Aim
Reproduce the Eugen Mittwoch biography from "During World War" up to and including "the Young Turks.", swapping each "Mittwoch" for "Eugen Mittwoch".

- Born: 4 December 1876 Schrimm, Province of Posen, Prussia, Germany (now Śrem in Poland)
- Died: 8 November 1942 (aged 65) London, England
- Education: Ph. D., Islamic Studies
- Alma mater: Berlin University, Rabbinical Seminary of Berlin
- Occupations: Jewish theologist, rabbi, orientalist
- Employer(s): Berlin University, American Jewish Joint Distribution Committee

= Eugen Mittwoch =

German-Jewish scholar (1876–1942)

Eugen Mittwoch (4 December 1876 – 8 November 1942) was a German-Jewish scholar, the founder of Modern Islamic Studies in Germany, and Berlin director of the American Jewish Joint Distribution Committee.

== Biography==
Coming from an old Orthodox Jewish family, Mittwoch was born on 4 December 1876 in Schrimm, Prussian Province of Posen, Imperial Germany (now Srem in Poland). He initially wanted to become a Rabbi. During his studies in Berlin he discovered Islamic studies and did his doctorate with Eduard Sachau.

During World War I, Mittwoch was the head of the German Nachrichtenstelle für den Orient from 1916 until 1918. After the agency initially employed people who advocated Jihad and violence against the Western powers, Mittwoch hired more liberal and cosmopolitan writers and intellectuals for the Nachrichtenstelle such as the Swiss Max Rudolf Kaufmann (Mittwoch hired him for the Nachrichtenstelle, after he was arrested, briefly imprisoned and deported from Turkey because Turkish intelligence had found letter of Kaufmann criticizing German-Turkish militarism and jingoism), the Social Democrat Friedrich Schrader and the Zionist Nahum Goldmann. Schrader and Kaufmann were correspondents for the Jewish-owned liberal Frankfurter Zeitung and close associates of Paul Weitz, one of the sharpest critics of German collaboration with the genocidal politics of the Young Turks.

In the 1920s, Mittwoch was the leading orientalist in Germany, and the founder of a more politically oriented, modern science of Middle East Studies, in contrast to the traditional philologic, apolitical approach very much influenced by Goethe. He was director of the Oriental Seminary at the University of Berlin.

Letter from Mittwoch to Snouck Hurgronje (1921).

Data provided
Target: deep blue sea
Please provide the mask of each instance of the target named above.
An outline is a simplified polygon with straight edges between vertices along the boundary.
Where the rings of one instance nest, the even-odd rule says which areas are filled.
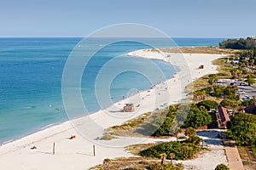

Written answer
During World War I, Eugen Mittwoch was the head of the German Nachrichtenstelle für den Orient from 1916 until 1918. After the agency initially employed people who advocated Jihad and violence against the Western powers, Eugen Mittwoch hired more liberal and cosmopolitan writers and intellectuals for the Nachrichtenstelle such as the Swiss Max Rudolf Kaufmann (Eugen Mittwoch hired him for the Nachrichtenstelle, after he was arrested, briefly imprisoned and deported from Turkey because Turkish intelligence had found letter of Kaufmann criticizing German-Turkish militarism and jingoism), the Social Democrat Friedrich Schrader and the Zionist Nahum Goldmann. Schrader and Kaufmann were correspondents for the Jewish-owned liberal Frankfurter Zeitung and close associates of Paul Weitz, one of the sharpest critics of German collaboration with the genocidal politics of the Young Turks.